By "crosses", I guess you mean four-image systems. It is difficult to
point to something and say it is the "cause". So this is deliberately
vague: If the lens itself is symmetrical, then essentially the three
points observer, lens and source determine a plane, and due to symmetry
considerations one gets 2 images. If the lens itself is asymmetrical,
either because it has a quadrupole moment (e.g. is elliptical instead of
spherical) or because of an external perturbation by, say, a nearby
galaxy group ("external shear")---the effects are the same to first
order---then the generic case is four images.
> I "understand" the rings and images like sixth-row-middle
> of the vela site, but not the others. Thanks so much.
Have a look at
http://vela.astro.ulg.ac.be/themes/extragal/gravlens/bibdat/engl/DE/didac3.html
A nice mixture of equations and, err, analog models.
It is really illuminating to get one of these lenses and play around
with it, "getting a feel" for the basic principles, so to speak. As
Chris mentioned, there are also similar things on the web.
Phillip Helbig
writes:
> If a gravitational lens is isotropic, then the image of a galaxy bent
> around such a lens will appear as a symmetric ring instead of bent,
> mirrored images on opposite sides of the lens. But the pictures of such
> lenses that I have seen invariably show the bent, mirrored type of
> "reflection" images and not what I would expect from an isotropic,
> symmetric lens. This seems to me to exhibit a type of broken symmetry.
>
> What am I missing?
>
> Thanks! -Jeff Baldwin
>
> [Moderator's note: you'd have to be awfully lucky for the
> gravitational lens to perfectly lined up between you and
> the galaxy. - jb]
John's explanation is essentially correct. (Actually, in practice one
doesn't have to be so lucky, because some sources are extended, rather
than being point sources, so an approximate alignment will result in an
"Einstein Ring".) One needs to consider not only the symmetry of the
lens, but also whether the alignment is near-perfect enough or not.
Actually, deviation of the lens from radial symmetry (say, elliptical
instead of spherical) also determines things like the number of images
one sees and not just the relative positions (which is more an effect
of the alignment or lack thereof).

## RECORD EXTRACTS

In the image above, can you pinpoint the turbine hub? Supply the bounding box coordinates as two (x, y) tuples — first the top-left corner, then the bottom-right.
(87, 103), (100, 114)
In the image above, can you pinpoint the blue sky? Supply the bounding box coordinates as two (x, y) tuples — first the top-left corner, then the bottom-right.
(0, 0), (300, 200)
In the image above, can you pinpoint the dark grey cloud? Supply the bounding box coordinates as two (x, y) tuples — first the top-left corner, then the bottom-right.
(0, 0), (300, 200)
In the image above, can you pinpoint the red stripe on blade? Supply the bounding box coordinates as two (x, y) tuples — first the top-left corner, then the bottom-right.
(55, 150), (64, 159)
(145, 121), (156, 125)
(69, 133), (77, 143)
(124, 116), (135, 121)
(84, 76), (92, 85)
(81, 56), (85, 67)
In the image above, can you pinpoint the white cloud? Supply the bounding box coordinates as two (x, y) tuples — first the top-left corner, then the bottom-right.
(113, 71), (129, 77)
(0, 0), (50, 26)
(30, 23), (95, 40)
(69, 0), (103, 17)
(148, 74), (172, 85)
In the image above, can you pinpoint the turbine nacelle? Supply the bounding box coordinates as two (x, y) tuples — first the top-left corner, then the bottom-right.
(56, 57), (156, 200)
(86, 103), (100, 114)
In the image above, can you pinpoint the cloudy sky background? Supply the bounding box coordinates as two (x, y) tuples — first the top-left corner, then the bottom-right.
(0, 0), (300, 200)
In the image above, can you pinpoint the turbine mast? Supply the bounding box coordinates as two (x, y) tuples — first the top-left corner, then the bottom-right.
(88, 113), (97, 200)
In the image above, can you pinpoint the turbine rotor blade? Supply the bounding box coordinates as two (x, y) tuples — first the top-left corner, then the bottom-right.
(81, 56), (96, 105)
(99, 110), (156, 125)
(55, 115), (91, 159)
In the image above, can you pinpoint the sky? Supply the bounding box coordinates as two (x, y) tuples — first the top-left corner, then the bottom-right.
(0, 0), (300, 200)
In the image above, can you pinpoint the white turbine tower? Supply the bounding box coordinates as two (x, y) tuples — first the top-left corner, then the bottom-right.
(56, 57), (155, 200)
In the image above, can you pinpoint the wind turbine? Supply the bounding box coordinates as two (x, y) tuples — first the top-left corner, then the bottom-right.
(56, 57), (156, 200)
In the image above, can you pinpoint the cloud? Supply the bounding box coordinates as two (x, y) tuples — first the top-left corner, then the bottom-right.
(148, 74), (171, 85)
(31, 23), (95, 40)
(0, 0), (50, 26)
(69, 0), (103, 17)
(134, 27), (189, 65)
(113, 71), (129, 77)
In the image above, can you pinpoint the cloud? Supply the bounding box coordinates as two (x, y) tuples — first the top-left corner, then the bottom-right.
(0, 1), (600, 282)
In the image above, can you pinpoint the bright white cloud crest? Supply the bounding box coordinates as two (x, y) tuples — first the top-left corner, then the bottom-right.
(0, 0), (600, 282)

## INSTRUCTIONS
1) According to the gravitational lensing discussion, how many images does an asymmetrical lens produce in the generic case?
2) Say whether each statement agrees with the gravitational lensing discussion. Answer yes or no, and quote the deciding words.
(a) A symmetrical lens produces two images.
(b) An Einstein Ring can only appear with perfect alignment.
(c) A quadrupole moment and external shear have different effects at first order.

## WRITTEN ANSWERS
1) Four images.

2)
(a) Yes: "due to symmetry considerations one gets 2 images"
(b) No: "some sources are extended, rather than being point sources, so an approximate alignment will result in an "Einstein Ring""
(c) No: "the effects are the same to first order"